EXERCISE INSTRUCTIONS:
Copy these lines word for word, without changing anything.
** Start DATA TO PROCESS **
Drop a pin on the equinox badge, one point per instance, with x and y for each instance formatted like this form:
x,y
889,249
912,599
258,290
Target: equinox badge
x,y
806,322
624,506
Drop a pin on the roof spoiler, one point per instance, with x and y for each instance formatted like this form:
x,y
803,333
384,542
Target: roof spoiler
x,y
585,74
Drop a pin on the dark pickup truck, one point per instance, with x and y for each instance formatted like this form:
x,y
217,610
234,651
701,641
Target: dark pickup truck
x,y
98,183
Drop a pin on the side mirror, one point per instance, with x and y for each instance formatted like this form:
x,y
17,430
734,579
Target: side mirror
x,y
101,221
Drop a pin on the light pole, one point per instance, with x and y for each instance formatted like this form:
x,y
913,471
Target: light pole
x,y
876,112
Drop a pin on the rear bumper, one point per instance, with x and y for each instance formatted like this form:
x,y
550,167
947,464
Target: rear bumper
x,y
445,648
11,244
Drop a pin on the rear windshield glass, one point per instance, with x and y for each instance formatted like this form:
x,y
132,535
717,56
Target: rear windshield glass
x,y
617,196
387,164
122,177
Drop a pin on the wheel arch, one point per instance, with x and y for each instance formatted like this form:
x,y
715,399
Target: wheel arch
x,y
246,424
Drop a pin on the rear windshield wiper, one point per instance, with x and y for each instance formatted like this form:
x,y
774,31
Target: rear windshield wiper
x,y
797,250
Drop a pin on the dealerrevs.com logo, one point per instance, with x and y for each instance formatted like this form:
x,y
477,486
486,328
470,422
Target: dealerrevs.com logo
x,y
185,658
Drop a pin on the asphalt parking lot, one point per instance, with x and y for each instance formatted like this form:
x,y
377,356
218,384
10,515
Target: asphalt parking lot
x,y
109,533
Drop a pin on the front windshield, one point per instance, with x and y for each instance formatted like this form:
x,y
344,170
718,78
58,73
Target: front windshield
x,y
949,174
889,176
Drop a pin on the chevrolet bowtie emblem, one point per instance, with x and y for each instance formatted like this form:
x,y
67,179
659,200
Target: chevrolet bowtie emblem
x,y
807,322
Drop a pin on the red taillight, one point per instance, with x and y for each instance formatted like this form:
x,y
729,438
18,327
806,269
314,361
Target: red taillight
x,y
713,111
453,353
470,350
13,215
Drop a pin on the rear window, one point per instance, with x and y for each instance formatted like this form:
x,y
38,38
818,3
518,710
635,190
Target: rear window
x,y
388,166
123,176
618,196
** End DATA TO PROCESS **
EXERCISE RESPONSE:
Drop a pin on the equinox badge, one point per instance, with x and y for each instance formatted like this form:
x,y
889,249
912,599
258,290
Target: equinox badge
x,y
806,322
624,506
Drop a pin on the roof spoiler, one point per instance, with x and y for each instance formatted like this form:
x,y
803,333
384,542
Target: roof spoiler
x,y
585,74
Drop a pin on the dark pickup truck, one point per instance, with x and y for each instance formatted like this form:
x,y
217,610
234,651
701,641
Target: dark pickup truck
x,y
98,183
Drop a pin on the side mirror, one point per instance, with x and y for each instance formatted like this form:
x,y
17,430
734,579
Target: side mirror
x,y
101,221
Drop a pin on the light pole, one point per instance, with x and y for each instance formatted like this form:
x,y
913,471
Target: light pole
x,y
876,112
Drop a pin on the rear bumper, one point per instance, with x and y for each instance formatted like this form:
x,y
550,167
947,464
Target: rear bumper
x,y
445,648
11,244
Drop a pin on the rear windshield glass, one point per instance, with x and y for each instance formatted like this form:
x,y
132,535
717,56
Target: rear windshield glass
x,y
617,196
387,164
122,177
Drop a pin on the wheel arch, one point per instance, with x and y for each instance formatted like this form:
x,y
715,399
Target: wheel arch
x,y
246,424
Drop a pin on the rear windshield wiper, one point per instance, with x and y for each instance formatted like this form:
x,y
774,31
Target: rear windshield wiper
x,y
797,250
Drop a pin on the dealerrevs.com logo, one point per instance, with x and y for each instance formatted like this form:
x,y
477,486
486,328
470,422
Target: dealerrevs.com logo
x,y
185,658
Drop a pin on the asphalt parking lot, one point per instance, with x and y for each instance formatted like this form:
x,y
377,356
218,384
10,515
Target: asphalt parking lot
x,y
109,533
Drop a pin on the front windshield, one point per instance, with x and y for each instance formatted like this form:
x,y
344,170
718,78
58,73
Target: front windshield
x,y
949,174
889,176
Drop a pin on the chevrolet bowtie emblem, one point per instance, with x and y for each instance formatted like this form:
x,y
67,179
659,200
Target: chevrolet bowtie emblem
x,y
807,322
Drop a pin on the red taillight, one point per instance, with x and y for each instance formatted like this form:
x,y
729,438
18,327
806,269
314,361
Target: red taillight
x,y
713,111
453,353
470,350
13,215
Drop a pin on the rear window, one point per instance, with x and y for each instance formatted like this form:
x,y
38,38
818,3
518,710
635,190
Target: rear window
x,y
388,166
123,176
618,196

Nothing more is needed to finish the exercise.